→ SUPPLIED TEXT
Say you have an array for which the ith element is the price of a given stock on day i.
If you were only permitted to complete at most one transaction (ie, buy one and sell one share of the stock), design an algorithm to find the maximum profit.
Example 1:
Input: [7, 1, 5, 3, 6, 4] Output: 5 max. difference = 6-1 = 5 (not 7-1 = 6, as selling price needs to be larger than buying price)
Example 2:
Input: [7, 6, 4, 3, 1] Output: 0 In this case, no transaction is done, i.e. max profit = 0.
Solution:
We need a buy and a sell to lock a profit.
If we know the following:
max profit if we sell at day 0
max profit if we sell at day 1
...
max profit if we sell at day prices.length - 1
Then the maximum profit is the the max of all above values.

→ GIVEN DATA
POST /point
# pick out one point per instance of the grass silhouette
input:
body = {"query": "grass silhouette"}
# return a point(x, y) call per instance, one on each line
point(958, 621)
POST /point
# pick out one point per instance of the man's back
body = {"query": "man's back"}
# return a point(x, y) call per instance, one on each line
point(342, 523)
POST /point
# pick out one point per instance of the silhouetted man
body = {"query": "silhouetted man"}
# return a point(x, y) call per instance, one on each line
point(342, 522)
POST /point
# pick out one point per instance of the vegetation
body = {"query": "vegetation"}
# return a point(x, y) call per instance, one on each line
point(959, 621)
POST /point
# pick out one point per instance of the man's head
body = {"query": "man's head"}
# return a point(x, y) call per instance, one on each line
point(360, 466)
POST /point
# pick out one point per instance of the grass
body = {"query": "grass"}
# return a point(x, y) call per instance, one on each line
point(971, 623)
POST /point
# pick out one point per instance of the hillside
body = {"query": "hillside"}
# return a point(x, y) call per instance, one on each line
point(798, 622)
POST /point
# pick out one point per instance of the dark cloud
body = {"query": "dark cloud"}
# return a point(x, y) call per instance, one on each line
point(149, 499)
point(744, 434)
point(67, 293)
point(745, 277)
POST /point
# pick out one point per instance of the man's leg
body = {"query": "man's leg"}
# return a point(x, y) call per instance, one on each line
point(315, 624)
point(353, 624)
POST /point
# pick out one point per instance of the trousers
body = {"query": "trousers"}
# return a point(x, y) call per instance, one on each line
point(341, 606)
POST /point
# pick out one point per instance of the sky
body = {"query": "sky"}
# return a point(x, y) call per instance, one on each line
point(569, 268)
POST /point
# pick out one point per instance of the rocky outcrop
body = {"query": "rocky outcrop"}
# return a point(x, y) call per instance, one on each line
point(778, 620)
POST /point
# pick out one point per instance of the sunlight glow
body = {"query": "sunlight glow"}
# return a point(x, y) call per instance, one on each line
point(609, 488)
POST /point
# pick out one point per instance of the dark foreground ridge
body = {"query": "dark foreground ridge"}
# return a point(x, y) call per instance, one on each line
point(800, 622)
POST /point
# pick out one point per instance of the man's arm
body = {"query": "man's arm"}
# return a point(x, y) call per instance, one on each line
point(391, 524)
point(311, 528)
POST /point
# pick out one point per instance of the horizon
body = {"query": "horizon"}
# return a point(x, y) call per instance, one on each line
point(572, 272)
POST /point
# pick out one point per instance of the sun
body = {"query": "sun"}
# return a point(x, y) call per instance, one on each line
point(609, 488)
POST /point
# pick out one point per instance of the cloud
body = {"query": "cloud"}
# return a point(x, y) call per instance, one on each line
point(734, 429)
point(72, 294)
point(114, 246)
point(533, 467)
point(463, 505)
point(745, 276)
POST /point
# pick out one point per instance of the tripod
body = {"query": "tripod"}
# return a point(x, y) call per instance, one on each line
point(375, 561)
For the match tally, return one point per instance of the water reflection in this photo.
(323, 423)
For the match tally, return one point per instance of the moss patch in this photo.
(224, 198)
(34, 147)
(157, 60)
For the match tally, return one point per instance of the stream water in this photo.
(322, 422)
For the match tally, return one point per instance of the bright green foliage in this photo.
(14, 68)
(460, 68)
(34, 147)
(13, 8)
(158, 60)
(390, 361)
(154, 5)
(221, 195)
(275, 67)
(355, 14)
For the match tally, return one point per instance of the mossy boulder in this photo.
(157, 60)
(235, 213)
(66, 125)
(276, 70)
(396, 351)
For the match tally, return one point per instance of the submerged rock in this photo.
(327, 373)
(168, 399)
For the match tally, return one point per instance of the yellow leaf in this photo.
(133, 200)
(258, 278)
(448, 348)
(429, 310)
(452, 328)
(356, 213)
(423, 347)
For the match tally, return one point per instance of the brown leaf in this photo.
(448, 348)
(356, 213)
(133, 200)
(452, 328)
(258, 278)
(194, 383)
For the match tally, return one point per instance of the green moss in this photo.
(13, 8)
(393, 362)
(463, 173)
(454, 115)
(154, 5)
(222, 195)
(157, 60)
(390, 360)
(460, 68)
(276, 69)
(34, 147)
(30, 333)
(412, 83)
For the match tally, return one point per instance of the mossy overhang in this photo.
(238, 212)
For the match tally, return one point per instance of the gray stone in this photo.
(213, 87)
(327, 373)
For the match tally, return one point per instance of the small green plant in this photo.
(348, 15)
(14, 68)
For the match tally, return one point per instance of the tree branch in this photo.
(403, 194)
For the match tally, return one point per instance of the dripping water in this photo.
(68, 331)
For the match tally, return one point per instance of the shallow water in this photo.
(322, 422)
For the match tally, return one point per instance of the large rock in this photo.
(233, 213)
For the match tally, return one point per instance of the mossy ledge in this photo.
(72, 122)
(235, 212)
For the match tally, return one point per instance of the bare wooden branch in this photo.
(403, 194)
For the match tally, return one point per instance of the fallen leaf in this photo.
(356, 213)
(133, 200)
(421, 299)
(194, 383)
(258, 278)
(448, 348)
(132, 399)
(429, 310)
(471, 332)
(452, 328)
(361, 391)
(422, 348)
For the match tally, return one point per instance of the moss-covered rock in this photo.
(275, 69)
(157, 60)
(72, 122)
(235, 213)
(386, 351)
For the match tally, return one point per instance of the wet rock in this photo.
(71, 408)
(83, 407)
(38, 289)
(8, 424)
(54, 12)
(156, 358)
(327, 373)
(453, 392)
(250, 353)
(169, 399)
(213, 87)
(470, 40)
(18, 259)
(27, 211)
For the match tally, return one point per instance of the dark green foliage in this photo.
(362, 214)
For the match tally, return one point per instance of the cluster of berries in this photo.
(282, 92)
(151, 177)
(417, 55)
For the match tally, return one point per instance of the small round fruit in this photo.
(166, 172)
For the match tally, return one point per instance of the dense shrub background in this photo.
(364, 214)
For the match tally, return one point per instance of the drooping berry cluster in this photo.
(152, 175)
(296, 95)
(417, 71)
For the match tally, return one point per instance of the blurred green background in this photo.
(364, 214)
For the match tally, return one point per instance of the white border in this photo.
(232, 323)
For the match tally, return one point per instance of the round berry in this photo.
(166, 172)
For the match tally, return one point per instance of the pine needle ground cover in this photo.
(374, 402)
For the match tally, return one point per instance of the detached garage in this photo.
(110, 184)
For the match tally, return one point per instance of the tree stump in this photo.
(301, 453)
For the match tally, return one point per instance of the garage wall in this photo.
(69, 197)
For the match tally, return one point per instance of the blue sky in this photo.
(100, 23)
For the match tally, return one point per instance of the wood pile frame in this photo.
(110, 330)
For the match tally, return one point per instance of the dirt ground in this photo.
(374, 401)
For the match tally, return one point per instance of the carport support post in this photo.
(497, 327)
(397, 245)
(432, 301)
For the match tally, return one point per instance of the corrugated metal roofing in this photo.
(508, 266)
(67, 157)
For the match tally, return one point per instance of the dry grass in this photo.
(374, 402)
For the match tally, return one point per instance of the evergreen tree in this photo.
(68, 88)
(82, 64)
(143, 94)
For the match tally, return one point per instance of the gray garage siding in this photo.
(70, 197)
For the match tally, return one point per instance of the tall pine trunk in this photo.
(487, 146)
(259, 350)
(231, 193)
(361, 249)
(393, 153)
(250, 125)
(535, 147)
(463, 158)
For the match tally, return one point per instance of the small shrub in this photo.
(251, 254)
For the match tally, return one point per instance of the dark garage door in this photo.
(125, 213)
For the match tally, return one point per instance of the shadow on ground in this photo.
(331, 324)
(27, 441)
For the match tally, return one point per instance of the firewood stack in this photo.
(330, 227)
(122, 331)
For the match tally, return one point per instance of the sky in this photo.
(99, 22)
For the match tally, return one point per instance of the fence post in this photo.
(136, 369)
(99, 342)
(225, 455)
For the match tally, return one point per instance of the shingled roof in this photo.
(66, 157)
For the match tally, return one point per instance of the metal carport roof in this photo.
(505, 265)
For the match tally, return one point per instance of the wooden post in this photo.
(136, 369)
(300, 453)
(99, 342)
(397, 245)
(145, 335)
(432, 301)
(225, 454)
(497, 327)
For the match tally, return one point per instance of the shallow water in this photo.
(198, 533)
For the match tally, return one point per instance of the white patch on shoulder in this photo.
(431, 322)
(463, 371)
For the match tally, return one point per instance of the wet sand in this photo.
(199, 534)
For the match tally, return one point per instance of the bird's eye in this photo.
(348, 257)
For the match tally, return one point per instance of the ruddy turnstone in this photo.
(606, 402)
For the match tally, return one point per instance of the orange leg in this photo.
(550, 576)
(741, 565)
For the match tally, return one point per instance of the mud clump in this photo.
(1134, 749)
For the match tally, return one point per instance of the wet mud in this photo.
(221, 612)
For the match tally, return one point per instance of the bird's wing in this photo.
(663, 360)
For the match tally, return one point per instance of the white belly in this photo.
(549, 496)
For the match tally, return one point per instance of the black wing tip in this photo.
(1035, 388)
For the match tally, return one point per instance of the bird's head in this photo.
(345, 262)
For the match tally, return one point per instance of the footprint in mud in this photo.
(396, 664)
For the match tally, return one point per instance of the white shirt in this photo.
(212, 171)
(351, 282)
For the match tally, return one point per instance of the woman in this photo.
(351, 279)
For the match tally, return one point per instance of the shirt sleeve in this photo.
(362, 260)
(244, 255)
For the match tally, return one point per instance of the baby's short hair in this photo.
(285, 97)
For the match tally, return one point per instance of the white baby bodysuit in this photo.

→ INSTRUCTIONS
1. In the stock-profit text, what are the answers to these questions?
(a) What output does Example 1 give for the input [7, 1, 5, 3, 6, 4]?
(b) Why is 7-1 = 6 not accepted as the answer in Example 1?
(c) According to the solution, what two actions are needed to lock a profit?
2. Could you pick up the stock-profit solution after its last sentence and carry it on to a finished algorithm?

→ ANSWERS TO THE EXERCISES
1.
(a) 5
(b) The selling price needs to be larger than the buying price.
(c) A buy and a sell.

2.
The max profit we sell at day i, is prices[i] - min, where min is the lowest stock price before day i that we make a buy. When we go through the input, we simply maintains a lowest prices such that at day i we have already known the price to buy.
We only go through the input array once. So the time complexity is O(n).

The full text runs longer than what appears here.